● Data shown
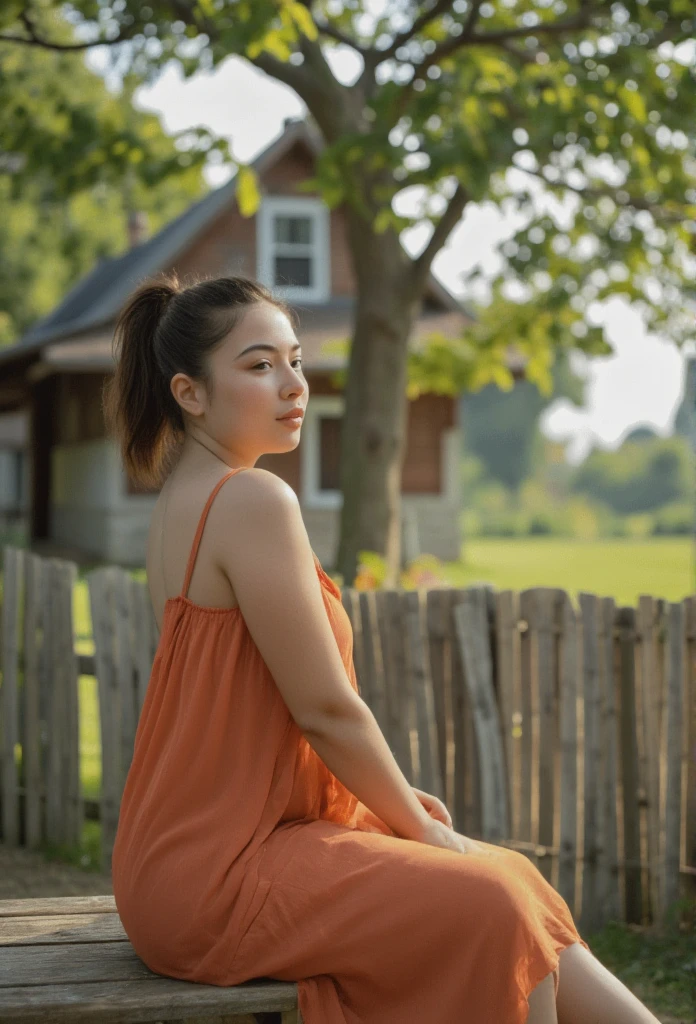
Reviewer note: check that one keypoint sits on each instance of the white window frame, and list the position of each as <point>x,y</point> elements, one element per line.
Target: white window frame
<point>305,206</point>
<point>312,496</point>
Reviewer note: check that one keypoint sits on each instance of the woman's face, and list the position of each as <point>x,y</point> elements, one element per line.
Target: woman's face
<point>257,378</point>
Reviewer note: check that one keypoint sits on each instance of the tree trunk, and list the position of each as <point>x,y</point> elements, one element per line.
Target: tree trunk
<point>373,437</point>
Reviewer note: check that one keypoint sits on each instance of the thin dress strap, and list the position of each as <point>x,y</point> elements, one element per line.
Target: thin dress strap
<point>199,531</point>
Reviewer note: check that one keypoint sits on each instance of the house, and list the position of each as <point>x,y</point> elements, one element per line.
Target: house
<point>79,496</point>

● Work instructions
Reproduce the data above with "keypoint" swapped for "marker" at every occurrence and everything else unchanged. Leave the pictures out of your answer.

● Solution to the problem
Reviewer note: check that one marker sits on each instance of the white window frame, and list the position of each as <point>x,y</point> elements, one element per line.
Target: white window frame
<point>305,206</point>
<point>312,496</point>
Reviewer note: check that one marker sits on each instance of the woman's face, and list the position of each as <point>x,y</point> elements, one element per line.
Target: woman's face
<point>257,378</point>
Reviewer note: check that one marker sits on each instance of the tree trunk, and list the position of each as <point>x,y</point> elements, one element per line.
Target: tree trunk
<point>373,437</point>
Reviewer note: check that one marker sits on each instance of the thin dress strap, and list the position of each as <point>x,y</point> elements, one element per line.
Target: thin dress strap
<point>199,531</point>
Reviewer note: check that one marker sits on each instance of the house, and list the position of each as <point>x,y</point> elements, one element per line.
Target: house
<point>79,496</point>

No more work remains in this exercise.